(REQUIRED ACTION) Please set down only the lines between the line containing "of the gray" and the end of the records, inclusive, exactly as they stand.

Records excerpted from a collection

---+---

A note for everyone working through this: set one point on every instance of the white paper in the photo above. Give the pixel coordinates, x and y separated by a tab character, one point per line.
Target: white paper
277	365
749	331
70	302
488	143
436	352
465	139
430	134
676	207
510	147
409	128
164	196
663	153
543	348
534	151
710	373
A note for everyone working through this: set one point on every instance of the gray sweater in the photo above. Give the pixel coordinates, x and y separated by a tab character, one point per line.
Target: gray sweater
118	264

---+---

(SOLUTION FOR THIS TASK)
A note for everyone working through this: set one point on every instance of the gray sweater in the photo above. Give the pixel coordinates, x and y separated by a tab character, one point per line.
Target: gray sweater
118	264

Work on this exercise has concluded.